DATA PROVIDED Block Start
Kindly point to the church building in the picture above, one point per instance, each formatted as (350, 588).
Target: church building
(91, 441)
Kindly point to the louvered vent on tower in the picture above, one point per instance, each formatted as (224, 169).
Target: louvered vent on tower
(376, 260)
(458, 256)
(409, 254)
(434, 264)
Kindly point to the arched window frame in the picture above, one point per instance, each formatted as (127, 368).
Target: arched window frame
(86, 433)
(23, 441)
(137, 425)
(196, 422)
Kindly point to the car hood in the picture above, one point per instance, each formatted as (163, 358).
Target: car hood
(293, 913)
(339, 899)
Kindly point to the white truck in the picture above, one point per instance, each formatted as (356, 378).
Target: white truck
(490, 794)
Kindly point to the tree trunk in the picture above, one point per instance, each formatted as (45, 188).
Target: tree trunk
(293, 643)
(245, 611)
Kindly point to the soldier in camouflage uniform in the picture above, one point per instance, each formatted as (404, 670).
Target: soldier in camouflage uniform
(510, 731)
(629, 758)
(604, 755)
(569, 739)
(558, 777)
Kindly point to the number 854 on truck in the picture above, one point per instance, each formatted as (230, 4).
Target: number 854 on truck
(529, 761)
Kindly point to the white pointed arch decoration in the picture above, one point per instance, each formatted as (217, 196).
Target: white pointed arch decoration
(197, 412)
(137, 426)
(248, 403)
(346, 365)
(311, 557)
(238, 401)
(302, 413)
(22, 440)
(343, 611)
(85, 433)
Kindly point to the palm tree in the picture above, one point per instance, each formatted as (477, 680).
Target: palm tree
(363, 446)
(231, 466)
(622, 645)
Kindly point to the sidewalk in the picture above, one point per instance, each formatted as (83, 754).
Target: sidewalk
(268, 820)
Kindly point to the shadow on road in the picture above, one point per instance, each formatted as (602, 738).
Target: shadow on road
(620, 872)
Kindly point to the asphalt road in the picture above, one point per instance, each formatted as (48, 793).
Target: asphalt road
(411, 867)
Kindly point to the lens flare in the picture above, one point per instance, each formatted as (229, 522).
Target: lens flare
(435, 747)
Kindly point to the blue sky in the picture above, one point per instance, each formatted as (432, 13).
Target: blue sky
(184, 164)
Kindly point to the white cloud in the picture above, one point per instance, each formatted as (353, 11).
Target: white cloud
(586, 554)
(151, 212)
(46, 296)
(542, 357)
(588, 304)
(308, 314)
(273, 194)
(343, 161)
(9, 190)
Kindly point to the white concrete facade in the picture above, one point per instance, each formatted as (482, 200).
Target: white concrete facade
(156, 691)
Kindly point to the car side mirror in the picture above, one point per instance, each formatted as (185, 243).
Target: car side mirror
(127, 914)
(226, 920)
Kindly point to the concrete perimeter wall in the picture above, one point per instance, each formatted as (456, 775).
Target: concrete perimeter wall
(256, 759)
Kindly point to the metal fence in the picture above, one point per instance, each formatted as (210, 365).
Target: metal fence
DATA PROVIDED Block End
• WHAT IS EXPECTED: Your reply should be one number, the count of lines in the data that include the word "fence".

• RESPONSE BOX: 2